▸ Goal of the exercise
Reproduce nothing but the lines from the one containing "Drop a marker on every instance of the rope" to the end of the records below, each exactly as written.

[Records drawn from a dataset]
============================================================

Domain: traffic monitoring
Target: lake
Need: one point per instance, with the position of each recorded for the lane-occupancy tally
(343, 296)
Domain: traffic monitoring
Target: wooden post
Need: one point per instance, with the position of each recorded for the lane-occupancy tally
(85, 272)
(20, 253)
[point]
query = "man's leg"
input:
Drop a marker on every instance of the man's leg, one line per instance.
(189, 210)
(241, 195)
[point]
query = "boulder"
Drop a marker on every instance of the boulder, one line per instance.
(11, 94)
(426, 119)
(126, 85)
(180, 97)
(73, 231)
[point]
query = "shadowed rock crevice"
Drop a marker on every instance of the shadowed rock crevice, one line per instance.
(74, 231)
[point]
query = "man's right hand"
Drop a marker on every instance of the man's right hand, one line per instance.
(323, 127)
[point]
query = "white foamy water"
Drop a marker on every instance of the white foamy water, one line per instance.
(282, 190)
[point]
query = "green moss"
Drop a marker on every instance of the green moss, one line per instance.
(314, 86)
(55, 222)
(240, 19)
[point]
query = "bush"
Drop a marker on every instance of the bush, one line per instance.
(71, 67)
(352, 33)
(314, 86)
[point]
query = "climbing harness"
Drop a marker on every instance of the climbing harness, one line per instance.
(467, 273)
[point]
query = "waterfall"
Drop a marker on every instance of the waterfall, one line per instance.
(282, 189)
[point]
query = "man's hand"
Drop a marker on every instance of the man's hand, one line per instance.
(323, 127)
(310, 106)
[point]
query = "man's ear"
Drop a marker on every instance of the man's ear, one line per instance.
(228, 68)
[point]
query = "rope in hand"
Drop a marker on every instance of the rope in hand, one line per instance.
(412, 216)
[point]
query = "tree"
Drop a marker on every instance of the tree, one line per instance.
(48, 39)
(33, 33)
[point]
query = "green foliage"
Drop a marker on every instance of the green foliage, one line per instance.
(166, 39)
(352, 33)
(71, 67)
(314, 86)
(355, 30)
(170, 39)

============================================================

▸ Exercise result
Drop a marker on every instance of the rope in hand, one line per instance.
(412, 216)
[point]
query = "tree"
Drop a marker on every instance of the tree, one line per instance.
(48, 39)
(33, 33)
[point]
query = "green foliage"
Drop a marker on every instance of the green foliage, one line per instance.
(166, 39)
(352, 33)
(71, 67)
(314, 86)
(355, 30)
(170, 39)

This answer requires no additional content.